--- Problem description ---
Among the entries below, only the lines starting at the one with "Target: green hillside" and ending at the one with "Target: calm water", both included, are to be printed exactly.

[Natural-language object grounding data]
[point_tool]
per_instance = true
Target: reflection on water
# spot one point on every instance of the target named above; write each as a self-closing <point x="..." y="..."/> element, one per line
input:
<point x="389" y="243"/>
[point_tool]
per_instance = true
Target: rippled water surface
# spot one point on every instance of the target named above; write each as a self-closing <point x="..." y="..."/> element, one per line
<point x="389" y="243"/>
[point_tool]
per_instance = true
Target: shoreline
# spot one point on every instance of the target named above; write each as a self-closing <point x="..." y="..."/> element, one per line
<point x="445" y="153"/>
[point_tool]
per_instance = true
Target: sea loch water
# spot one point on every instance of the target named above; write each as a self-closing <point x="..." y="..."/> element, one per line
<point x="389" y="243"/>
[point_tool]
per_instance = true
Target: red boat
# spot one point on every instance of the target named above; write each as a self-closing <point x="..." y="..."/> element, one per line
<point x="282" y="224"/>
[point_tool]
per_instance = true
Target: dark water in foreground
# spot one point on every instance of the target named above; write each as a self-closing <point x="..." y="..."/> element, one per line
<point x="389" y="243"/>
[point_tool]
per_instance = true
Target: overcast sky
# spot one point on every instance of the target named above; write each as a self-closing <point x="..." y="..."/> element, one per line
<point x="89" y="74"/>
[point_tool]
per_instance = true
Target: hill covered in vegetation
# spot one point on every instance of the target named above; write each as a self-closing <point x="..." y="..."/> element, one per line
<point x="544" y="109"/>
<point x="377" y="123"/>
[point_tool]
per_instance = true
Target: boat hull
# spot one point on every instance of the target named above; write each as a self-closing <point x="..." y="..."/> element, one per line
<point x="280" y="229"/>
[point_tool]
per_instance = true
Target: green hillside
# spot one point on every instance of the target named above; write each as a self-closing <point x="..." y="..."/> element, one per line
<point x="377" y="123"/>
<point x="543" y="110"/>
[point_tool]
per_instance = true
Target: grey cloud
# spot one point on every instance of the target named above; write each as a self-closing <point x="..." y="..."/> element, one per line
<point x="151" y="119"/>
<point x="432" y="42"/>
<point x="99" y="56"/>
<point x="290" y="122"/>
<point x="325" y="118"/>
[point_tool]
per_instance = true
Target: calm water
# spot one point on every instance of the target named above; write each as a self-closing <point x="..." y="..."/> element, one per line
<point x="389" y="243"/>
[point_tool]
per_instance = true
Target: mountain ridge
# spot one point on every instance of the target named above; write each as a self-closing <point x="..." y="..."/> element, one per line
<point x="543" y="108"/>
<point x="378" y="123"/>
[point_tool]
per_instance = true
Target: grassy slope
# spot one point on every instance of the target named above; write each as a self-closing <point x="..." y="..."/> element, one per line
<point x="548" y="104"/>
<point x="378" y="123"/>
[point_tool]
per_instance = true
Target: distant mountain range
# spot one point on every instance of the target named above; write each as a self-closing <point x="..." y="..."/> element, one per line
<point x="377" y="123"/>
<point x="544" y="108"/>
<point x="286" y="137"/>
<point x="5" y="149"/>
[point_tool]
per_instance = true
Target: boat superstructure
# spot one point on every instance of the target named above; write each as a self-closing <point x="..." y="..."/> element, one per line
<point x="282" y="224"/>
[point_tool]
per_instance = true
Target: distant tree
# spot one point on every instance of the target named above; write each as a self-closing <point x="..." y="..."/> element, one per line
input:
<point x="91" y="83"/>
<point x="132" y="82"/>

--- Response to the exercise ---
Target: green hillside
# spot one point on every instance of the target named above; write each as a self-closing <point x="..." y="..."/> element, one per line
<point x="377" y="123"/>
<point x="543" y="110"/>
[point_tool]
per_instance = true
Target: grey cloud
# spot one point on every instance of the target named above; write each as a self-closing <point x="..." y="..."/> element, one per line
<point x="151" y="119"/>
<point x="432" y="42"/>
<point x="99" y="56"/>
<point x="290" y="122"/>
<point x="325" y="118"/>
[point_tool]
per_instance = true
Target: calm water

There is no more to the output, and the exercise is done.